— Task to complete —
Write the next part of the breast cancer awareness post, picking up right after its final line.

October is breast cancer awareness month and is very important for all of us to not only recognize, but pay close attention to. It is important to know that 1 in 8 women will be diagnosed with breast cancer in their lifetime. I am sorry, I know this post is going to be rather long, but at the same time everything I am sharing with y’all is valuable information that could potentially help many.
Cancer is a broad term for a class of diseases that is characterized by abnormal cells growing and invading healthy cells in the body. Breast cancer starts in the cells of the breasts as a group of cancer cells that have spread to surrounding tissues or metastasized to other areas of the body. Cancer begins in the cells, which are considered to be the basic building blocks making up tissue. The process of cell growth can go wrong and new cells form when the body really doesn’t need them and old damaged cells do not die. This process causes a buildup of cells causing a mass of tissues, known as a lump, growth, or a tumor. Breast cancer occurs when malignant tumors develop in the breast. Cancer cell cells spread by breaking away from the original tumor and enter into the blood or lymph vessels, which branch into tissues throughout the entire body.
There are myths that caffeine, deodorant, antiperspirants, microwaves, cell phones, wearing underwire bras, implants, and plastic food serving items cause cancer. The truth is the causes or breast cancer is still unknown.
Women that have certain of the risk factors I will share with y’all are more likely to develop breast cancer than women with none of these risk factors. The following are known to be risk factors:
- Even though breast cancer can affect men, it does occur 100 times more often in women.
- Two of our three women with invasive breast cancer are diagnosed after the age of 55.

— Provided information —
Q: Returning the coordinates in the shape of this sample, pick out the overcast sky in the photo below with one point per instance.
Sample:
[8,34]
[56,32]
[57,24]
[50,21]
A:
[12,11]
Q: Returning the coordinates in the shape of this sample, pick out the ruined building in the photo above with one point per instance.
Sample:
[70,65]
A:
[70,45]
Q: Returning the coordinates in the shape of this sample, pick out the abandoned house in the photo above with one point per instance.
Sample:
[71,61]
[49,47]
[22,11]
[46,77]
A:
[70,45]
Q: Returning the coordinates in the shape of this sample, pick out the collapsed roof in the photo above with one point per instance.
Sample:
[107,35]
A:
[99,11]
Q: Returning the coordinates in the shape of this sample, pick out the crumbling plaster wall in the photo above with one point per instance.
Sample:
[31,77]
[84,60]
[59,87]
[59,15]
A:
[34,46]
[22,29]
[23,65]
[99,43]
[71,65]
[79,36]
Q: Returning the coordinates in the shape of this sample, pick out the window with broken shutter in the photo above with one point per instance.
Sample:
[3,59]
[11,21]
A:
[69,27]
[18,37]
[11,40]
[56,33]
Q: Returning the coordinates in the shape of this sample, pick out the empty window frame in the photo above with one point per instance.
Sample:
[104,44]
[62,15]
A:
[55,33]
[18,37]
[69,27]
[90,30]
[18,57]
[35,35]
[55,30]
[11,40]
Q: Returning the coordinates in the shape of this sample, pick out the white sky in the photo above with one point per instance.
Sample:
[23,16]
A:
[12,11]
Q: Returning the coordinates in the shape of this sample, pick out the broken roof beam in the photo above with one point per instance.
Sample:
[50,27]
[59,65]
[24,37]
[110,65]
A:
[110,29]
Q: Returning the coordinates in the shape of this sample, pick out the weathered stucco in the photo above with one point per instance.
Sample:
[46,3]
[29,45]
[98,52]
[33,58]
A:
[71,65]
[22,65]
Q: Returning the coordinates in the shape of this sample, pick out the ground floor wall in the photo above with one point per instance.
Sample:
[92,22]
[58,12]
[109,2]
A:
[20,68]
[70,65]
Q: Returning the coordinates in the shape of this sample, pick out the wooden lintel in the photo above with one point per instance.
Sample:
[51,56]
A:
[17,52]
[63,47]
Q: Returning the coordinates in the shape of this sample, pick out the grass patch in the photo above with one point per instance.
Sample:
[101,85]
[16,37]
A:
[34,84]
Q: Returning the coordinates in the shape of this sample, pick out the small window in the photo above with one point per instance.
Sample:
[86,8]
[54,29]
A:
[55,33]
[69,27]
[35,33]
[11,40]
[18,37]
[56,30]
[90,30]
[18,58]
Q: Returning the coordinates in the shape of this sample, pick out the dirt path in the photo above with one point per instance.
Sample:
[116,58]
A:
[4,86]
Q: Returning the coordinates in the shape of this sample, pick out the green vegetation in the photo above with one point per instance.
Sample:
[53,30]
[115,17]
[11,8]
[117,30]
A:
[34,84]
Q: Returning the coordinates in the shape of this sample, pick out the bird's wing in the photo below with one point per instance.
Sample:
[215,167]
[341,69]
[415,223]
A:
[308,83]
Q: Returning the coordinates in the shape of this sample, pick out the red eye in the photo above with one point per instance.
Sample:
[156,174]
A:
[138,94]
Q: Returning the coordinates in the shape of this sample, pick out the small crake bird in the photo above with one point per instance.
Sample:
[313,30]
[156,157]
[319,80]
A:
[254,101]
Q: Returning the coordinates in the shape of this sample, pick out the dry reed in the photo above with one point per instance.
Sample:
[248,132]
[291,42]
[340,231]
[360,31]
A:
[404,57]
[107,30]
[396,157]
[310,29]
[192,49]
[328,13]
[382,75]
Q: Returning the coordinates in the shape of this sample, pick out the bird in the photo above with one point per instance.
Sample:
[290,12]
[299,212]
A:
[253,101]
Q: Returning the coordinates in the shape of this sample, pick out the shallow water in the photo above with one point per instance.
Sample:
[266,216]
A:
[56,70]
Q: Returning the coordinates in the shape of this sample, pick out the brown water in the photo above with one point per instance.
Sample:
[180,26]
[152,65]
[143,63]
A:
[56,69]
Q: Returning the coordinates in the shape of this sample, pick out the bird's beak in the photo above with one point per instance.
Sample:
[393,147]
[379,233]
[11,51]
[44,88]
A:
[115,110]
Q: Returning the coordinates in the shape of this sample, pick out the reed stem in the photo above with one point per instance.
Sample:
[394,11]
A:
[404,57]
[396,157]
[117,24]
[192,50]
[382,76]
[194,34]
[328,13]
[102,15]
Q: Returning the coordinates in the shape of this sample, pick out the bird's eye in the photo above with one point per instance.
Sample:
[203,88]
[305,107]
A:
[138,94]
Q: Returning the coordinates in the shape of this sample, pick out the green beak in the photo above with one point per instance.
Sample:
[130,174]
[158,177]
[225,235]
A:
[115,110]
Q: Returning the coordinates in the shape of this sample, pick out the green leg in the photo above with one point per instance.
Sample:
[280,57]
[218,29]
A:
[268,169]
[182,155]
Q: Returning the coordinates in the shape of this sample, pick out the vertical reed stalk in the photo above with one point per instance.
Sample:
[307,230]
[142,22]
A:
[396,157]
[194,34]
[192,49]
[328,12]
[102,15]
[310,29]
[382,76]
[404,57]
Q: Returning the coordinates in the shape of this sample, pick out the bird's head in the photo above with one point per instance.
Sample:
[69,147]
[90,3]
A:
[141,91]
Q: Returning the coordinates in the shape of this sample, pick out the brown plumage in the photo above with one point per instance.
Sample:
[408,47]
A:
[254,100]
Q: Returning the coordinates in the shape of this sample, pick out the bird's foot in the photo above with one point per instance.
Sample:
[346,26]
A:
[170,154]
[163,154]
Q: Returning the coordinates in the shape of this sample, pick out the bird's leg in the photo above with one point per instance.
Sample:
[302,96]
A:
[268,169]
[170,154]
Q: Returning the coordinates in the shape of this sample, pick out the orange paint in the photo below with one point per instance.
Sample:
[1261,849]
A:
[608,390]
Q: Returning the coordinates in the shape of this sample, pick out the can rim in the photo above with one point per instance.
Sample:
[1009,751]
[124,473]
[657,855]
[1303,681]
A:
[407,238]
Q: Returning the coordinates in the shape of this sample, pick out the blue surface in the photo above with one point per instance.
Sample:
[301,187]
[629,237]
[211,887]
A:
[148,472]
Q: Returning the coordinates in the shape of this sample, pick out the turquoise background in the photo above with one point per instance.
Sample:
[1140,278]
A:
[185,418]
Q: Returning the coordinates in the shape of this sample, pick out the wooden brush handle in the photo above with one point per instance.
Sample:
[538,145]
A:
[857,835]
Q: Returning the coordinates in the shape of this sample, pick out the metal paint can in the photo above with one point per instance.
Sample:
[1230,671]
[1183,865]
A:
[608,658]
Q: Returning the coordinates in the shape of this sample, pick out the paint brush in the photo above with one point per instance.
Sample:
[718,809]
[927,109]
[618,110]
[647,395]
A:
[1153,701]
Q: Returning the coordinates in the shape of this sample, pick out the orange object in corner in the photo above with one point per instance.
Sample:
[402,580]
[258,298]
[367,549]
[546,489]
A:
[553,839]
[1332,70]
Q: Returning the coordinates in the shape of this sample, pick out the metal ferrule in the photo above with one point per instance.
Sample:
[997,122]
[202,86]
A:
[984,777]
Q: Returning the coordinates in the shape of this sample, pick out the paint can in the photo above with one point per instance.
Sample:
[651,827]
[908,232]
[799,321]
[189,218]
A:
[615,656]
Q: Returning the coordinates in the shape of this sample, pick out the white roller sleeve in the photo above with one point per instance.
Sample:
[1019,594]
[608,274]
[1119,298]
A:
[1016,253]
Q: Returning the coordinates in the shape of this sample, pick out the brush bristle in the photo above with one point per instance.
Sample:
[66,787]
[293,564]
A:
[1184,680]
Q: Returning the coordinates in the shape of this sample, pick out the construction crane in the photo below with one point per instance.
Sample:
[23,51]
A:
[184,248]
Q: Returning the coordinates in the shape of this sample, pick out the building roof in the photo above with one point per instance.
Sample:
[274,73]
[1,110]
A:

— Exercise output —
- Occurs more often in Caucasian women than any other race.
- Genetic factors of if a mother, sister, father, or child has been diagnosed with breast or ovarian cancer, the risk are higher.
- Risks increase if a relative was diagnosed before age 50.
- If you are diagnosed with breast cancer in one breast, there is an increased risk the other breast will developed cancer in the future.
- Risk for breast cancer increases if abnormal breast cells have been previously detected, such as an atypical hyperplasia, Lobular Carcinoma in Situ (LCIS), or Ductal Carcinoma in Situ (DCIS).
- Early menstruation (before age 12), late menopause (after 55), having your first child at an older age, or never having given birth at all.
- Genome changes which is mutation in certain genes such as BRCA1, which is a human tumor suppressor gene and is responsible for repairing DNA. Or BRCA2, which is a gene chromosome 13 that normally helps suppress cell growth. A person that inherits gene mutation in a BCRA2 gene has a higher risk for breast, ovarian, prostate, or other types of cancer.
- Dense breast tissue can increase the risks of breast cancer because it makes detection of lumps difficult. Many states have passed laws that require physicians to disclose to the patient if their mammogram shows they have dense breast and share what the risks are.
In addition to unavoidable risks, there are several avoidable risks for chances of breast cancer.
- Lack of physical activity. Living a sedentary lifestyle can be quite unhealthy causing numerous other issues besides for a higher risk of developing breast cancer.
- Poor diet that is high in saturated fats and a lack of fruits and vegetables.
- Being overweight or being obese and already going through menopause.
- Frequent consumption of alcohol. Basically, the more alcohol you consume, the greater your risks are.
- Radiation to the chest before age 30.
- Combined hormone replacement therapy, which is prescribed for menopause increases the risk that when cancer is detected, it will be a more advantaged stage.
60-70% of women with breast cancer actually have no connection to any of these risk factors, but still 30-40% of women do have some connection to the known risk factors.
Signs & Symptoms of breast cancer:
Most with breast cancer symptoms will initially notice one of two symptoms, which do not automatically mean you have breast cancer.
- While doing monthly self-breast exams, you will be able to notice any changes which should definitely be discussed with your physician.
- Changes in how the breast and nipples feel:
- Nipple tenderness or a lump in or near breast or underarm area.
- Changes in the skin texture or enlargement of the pores in the skin. Some have described this as feeling like an orange peel.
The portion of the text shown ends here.